_Requirement:_
The copy should hold exactly the lines below from the one that contains "each like (129,514)." through the one that contains "each like (323,285)." and nothing else, so no pictures.

(Region pointing data)
◆ ◆ ◆ ◆ ◆
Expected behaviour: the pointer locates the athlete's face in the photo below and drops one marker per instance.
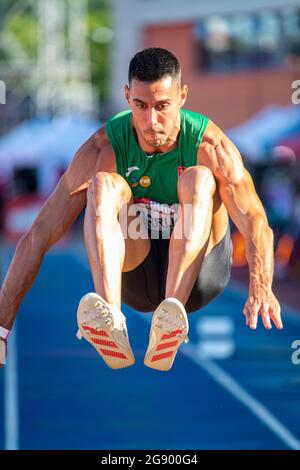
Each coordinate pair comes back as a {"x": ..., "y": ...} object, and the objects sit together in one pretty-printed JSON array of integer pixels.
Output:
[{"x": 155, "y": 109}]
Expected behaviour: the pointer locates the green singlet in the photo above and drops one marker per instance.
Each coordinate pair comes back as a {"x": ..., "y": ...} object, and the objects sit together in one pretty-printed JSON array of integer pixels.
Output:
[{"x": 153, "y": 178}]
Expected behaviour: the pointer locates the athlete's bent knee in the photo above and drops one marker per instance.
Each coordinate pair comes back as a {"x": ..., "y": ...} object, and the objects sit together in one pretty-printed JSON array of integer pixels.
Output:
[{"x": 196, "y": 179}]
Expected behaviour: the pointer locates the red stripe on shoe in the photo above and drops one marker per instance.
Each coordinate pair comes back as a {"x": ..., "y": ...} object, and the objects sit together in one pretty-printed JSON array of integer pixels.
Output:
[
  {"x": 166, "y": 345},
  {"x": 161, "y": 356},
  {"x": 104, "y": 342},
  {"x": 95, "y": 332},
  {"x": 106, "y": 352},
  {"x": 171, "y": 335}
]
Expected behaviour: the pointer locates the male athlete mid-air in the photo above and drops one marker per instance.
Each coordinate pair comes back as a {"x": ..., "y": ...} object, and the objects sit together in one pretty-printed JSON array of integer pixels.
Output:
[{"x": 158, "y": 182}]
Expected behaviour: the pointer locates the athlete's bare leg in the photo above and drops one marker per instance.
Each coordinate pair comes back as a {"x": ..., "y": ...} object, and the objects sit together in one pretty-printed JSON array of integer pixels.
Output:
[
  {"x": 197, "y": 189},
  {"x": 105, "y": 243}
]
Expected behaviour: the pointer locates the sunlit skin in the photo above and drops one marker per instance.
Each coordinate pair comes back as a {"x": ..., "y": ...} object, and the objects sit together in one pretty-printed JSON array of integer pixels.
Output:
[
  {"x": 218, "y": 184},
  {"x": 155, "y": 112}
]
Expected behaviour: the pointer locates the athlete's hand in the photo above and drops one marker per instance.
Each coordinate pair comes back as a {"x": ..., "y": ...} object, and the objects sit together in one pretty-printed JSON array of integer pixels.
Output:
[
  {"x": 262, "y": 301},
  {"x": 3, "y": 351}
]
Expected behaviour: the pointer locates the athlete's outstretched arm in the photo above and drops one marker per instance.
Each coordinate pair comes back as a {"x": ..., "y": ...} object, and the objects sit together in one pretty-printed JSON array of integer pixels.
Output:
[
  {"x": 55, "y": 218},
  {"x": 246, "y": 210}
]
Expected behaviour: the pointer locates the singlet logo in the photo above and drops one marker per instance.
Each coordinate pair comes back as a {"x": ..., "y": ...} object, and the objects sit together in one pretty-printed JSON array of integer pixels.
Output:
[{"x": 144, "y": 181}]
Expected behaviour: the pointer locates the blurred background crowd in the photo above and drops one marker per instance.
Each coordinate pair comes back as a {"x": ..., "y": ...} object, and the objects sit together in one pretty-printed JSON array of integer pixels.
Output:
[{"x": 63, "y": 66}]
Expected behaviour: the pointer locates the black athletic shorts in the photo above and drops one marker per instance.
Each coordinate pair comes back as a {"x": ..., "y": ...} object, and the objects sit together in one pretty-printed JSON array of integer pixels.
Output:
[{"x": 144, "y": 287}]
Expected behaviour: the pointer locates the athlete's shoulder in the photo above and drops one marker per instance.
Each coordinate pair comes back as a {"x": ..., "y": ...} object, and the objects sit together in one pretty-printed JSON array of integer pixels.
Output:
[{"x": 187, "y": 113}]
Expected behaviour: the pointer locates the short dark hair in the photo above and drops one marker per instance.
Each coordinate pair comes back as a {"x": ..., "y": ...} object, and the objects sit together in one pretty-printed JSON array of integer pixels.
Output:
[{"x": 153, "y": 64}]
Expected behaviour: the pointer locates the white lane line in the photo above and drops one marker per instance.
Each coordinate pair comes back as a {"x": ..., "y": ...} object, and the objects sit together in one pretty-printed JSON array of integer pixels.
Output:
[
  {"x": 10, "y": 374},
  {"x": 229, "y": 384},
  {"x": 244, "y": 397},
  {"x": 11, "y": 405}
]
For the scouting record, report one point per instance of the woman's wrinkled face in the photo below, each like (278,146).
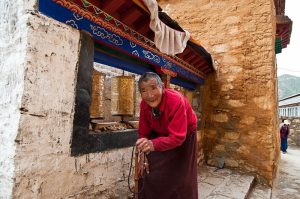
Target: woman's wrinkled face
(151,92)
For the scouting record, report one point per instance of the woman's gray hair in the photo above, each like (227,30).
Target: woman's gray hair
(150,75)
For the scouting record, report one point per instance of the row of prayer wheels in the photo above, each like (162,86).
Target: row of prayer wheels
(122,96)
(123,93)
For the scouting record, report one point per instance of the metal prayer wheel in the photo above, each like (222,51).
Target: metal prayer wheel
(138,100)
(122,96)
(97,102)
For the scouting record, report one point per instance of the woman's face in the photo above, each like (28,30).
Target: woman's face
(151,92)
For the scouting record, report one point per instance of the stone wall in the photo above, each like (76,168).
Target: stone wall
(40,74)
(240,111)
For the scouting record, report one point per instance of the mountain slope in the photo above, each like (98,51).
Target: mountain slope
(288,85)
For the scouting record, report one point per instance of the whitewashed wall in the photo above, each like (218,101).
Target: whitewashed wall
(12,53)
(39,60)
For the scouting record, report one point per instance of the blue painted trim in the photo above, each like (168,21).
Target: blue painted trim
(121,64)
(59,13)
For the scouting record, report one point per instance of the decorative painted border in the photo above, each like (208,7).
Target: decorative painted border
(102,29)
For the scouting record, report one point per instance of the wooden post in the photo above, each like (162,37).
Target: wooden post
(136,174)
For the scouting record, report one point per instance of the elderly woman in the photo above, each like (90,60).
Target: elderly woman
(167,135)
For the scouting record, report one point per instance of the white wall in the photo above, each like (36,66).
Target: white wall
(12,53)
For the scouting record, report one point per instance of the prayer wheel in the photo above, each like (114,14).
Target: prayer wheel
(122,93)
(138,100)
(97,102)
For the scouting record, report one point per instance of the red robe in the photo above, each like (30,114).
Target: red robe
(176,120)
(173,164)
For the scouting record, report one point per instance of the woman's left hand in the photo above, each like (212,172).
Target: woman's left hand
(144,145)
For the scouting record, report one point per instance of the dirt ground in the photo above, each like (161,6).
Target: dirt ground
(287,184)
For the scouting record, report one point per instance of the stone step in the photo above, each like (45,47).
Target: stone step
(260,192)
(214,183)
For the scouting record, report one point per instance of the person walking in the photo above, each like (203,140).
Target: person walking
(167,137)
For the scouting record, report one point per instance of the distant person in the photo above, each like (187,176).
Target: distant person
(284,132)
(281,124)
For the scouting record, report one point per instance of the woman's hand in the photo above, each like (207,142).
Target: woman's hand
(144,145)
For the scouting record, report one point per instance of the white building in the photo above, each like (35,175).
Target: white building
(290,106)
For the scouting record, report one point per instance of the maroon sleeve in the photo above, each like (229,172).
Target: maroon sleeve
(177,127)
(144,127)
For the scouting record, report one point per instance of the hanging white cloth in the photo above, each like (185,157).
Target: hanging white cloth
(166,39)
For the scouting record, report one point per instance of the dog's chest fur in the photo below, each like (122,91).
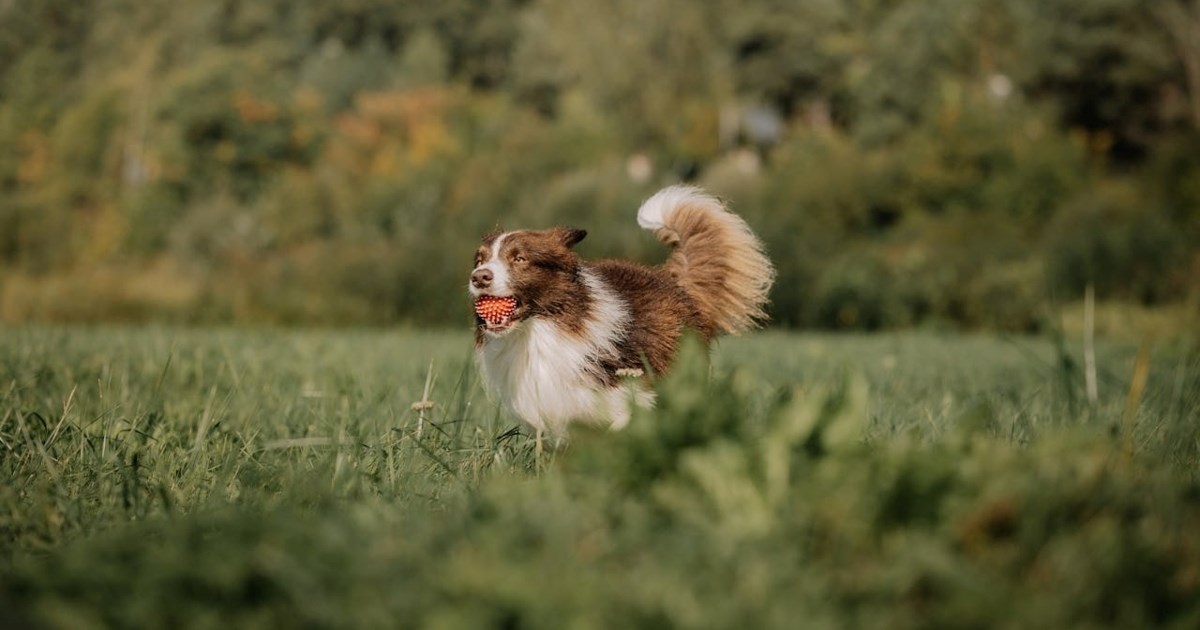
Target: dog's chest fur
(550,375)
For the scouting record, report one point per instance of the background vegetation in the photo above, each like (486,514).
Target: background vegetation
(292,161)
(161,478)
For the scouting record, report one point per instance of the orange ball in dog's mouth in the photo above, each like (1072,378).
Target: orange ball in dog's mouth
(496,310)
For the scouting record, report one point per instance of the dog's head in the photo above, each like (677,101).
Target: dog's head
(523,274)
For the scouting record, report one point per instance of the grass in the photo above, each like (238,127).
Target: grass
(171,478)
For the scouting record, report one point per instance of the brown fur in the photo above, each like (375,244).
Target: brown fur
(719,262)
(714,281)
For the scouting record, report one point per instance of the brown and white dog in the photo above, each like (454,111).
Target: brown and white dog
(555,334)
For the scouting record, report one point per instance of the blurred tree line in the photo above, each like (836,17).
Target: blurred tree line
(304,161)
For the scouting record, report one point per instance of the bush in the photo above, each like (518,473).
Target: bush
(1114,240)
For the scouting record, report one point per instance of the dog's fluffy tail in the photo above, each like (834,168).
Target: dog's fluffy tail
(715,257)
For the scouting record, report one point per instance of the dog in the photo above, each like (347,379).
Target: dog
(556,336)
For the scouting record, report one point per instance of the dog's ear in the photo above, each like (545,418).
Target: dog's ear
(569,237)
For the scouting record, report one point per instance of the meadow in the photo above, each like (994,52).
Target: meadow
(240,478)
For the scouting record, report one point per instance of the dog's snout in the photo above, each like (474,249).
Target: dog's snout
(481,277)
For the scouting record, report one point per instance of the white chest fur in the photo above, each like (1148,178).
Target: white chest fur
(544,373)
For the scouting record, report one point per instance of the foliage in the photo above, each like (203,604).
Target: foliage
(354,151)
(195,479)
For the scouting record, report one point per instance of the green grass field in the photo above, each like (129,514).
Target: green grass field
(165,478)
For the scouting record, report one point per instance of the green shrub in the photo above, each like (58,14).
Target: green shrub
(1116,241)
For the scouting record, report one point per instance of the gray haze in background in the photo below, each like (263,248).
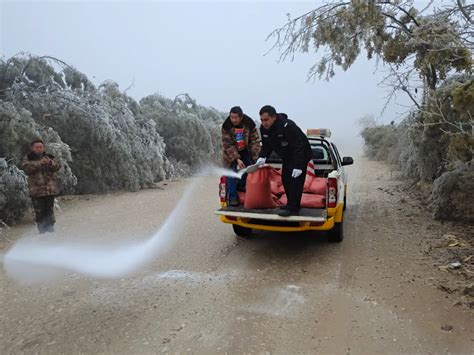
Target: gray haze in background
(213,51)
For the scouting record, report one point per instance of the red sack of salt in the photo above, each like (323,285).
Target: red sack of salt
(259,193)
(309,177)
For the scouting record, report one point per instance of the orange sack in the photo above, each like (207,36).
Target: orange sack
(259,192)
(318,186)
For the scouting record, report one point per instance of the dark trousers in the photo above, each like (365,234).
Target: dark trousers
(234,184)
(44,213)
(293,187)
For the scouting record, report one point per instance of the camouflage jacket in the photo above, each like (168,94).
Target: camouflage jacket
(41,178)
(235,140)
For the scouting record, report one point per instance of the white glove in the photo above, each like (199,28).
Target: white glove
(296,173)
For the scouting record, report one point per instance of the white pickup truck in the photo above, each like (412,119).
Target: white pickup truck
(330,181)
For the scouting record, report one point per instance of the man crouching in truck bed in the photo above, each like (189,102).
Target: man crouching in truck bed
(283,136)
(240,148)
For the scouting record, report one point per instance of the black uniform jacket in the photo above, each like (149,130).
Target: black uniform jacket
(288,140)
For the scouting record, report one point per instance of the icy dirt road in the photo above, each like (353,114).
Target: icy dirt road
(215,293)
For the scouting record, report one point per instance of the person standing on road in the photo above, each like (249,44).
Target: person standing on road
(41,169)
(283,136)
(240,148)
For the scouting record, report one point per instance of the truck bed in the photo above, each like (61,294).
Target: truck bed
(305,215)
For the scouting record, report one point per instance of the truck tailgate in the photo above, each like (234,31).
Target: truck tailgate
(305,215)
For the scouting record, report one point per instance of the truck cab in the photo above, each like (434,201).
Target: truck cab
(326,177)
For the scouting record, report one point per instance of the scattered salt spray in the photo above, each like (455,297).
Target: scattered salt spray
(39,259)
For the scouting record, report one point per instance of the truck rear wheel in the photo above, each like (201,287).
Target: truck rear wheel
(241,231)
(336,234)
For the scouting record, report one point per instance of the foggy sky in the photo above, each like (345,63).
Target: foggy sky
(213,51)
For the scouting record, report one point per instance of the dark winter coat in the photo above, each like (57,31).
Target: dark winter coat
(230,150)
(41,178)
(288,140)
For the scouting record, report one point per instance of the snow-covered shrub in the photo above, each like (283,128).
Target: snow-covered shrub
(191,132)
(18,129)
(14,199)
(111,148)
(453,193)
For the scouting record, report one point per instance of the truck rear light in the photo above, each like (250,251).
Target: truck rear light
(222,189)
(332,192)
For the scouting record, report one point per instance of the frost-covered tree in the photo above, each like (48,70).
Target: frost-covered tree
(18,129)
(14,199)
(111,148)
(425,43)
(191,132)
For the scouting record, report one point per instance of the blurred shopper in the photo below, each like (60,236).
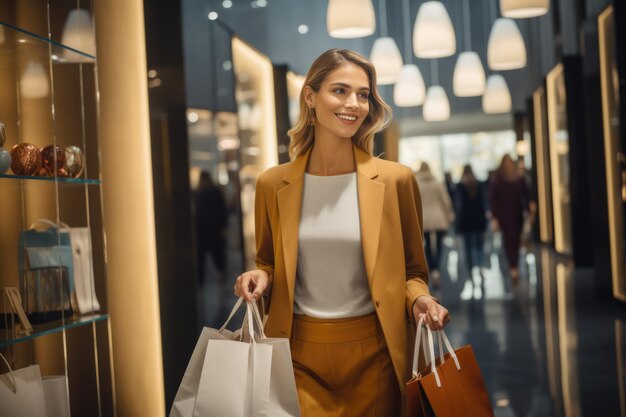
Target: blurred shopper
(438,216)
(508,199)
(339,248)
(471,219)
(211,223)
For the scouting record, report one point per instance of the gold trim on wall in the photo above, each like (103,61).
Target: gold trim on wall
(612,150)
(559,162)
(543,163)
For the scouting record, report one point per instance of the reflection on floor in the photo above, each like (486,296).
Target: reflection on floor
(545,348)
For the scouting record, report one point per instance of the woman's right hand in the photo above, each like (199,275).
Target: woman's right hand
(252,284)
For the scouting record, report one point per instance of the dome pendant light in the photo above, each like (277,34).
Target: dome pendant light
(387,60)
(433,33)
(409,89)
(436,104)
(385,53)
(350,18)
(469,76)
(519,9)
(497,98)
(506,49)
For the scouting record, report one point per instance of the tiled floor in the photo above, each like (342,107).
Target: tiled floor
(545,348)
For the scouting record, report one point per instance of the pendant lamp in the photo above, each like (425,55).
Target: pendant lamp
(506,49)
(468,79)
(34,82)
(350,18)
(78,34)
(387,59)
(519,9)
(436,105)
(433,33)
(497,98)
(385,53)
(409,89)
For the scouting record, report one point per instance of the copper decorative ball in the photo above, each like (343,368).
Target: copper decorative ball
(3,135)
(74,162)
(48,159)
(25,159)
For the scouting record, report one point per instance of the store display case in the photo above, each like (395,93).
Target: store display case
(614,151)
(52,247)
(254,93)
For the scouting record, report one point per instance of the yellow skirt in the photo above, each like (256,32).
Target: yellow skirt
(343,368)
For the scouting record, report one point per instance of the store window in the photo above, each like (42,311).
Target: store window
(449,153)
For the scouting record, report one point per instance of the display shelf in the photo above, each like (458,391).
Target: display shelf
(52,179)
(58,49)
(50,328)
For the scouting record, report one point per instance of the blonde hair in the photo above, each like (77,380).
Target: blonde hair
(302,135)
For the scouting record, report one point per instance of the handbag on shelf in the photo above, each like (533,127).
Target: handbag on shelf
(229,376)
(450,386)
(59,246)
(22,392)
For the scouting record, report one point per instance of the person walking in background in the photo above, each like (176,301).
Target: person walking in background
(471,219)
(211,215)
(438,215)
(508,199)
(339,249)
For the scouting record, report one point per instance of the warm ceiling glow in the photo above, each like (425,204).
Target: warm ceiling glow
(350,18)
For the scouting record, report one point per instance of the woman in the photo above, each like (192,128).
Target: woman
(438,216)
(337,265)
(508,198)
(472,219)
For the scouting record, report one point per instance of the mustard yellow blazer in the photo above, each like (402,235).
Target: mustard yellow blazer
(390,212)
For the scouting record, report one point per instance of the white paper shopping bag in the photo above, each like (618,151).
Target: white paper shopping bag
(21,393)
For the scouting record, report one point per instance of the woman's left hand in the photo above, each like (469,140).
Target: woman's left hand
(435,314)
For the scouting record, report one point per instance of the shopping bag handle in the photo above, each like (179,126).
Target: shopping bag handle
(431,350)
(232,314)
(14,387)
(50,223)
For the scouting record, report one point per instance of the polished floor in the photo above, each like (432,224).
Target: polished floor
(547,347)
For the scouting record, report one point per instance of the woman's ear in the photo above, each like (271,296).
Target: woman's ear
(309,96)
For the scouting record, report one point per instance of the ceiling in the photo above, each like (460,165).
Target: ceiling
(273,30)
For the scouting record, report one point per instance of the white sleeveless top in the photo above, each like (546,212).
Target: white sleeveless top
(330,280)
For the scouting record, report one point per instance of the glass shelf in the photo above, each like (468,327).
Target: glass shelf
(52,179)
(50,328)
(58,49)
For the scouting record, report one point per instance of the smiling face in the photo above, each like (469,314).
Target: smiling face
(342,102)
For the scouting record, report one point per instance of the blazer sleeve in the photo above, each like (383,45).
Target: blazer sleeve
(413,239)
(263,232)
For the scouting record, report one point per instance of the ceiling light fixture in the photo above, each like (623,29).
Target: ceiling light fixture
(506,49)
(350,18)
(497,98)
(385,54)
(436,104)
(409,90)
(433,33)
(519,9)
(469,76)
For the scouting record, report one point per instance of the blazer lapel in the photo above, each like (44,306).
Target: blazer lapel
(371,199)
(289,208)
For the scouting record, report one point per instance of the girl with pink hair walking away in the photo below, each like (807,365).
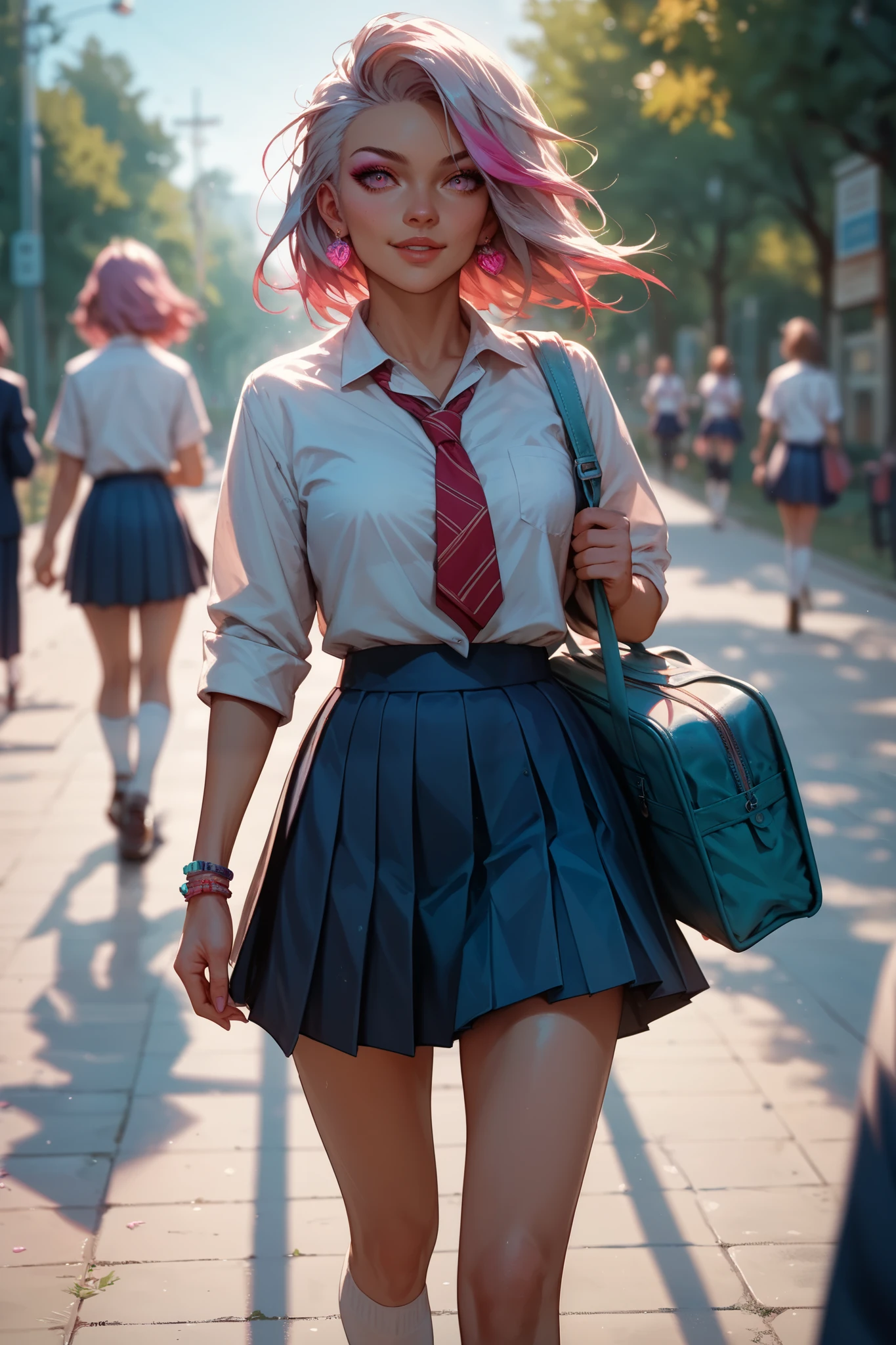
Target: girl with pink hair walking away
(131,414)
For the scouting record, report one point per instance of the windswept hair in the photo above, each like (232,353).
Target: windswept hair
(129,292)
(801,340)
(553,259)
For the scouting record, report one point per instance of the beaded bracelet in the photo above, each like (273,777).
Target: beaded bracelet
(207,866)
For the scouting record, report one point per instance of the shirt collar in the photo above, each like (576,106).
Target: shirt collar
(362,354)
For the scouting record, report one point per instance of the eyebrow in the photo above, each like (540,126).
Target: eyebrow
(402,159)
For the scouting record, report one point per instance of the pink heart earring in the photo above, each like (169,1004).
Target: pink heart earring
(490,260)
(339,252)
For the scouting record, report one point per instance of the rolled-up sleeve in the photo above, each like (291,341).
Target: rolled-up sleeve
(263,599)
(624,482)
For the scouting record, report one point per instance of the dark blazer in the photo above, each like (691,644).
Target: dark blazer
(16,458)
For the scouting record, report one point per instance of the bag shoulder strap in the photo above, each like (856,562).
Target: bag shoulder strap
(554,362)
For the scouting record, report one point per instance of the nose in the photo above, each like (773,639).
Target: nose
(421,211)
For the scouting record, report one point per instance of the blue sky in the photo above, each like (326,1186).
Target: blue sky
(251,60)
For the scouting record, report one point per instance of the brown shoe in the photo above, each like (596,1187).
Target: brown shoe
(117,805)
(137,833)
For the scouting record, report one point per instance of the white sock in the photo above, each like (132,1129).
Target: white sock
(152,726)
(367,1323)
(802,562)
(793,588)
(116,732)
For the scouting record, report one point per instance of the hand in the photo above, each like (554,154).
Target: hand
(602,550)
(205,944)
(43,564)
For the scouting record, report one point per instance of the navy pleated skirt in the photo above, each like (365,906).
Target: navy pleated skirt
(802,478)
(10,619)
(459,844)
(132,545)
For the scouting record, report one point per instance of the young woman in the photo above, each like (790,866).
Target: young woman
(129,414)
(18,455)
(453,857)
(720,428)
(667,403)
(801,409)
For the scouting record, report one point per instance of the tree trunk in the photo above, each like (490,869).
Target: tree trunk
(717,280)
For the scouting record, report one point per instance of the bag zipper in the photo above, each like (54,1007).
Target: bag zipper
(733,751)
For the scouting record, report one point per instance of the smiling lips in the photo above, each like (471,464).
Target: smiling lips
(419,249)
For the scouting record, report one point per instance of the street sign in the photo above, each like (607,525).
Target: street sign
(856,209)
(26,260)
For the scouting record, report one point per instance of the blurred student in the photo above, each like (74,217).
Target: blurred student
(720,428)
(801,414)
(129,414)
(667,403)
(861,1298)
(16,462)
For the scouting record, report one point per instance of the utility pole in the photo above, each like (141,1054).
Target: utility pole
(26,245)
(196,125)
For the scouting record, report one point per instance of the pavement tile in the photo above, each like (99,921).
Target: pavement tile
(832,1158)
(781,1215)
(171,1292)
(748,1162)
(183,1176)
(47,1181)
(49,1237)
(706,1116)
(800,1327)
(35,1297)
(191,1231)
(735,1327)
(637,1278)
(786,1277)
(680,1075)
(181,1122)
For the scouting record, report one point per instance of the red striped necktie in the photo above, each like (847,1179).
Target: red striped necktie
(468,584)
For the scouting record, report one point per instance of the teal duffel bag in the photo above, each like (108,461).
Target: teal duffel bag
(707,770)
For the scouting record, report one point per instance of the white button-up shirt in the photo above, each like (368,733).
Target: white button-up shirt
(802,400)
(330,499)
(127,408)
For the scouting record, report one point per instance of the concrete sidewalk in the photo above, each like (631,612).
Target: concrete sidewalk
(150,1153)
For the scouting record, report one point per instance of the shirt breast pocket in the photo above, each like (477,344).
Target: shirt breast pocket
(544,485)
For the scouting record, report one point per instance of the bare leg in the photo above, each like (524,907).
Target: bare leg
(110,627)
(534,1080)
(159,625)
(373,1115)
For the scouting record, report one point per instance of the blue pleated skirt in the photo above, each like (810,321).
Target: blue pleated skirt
◆ ◆ ◆ ◆ ◆
_Exercise answer:_
For the scouting record, report one point per instance of the green grass field in the photo above, each like (129,514).
Target: green grass field
(165,478)
For the scouting record, report one point per instance of the green shrub in the photo above, each like (58,14).
Target: green shrub
(1116,241)
For the scouting record, report one point per instance of the gray haze in background in the photo below, each like (263,248).
Target: gray haze in background
(213,51)
For the scouting record, report one point per instance of the red sack of salt in the photo above, each like (323,285).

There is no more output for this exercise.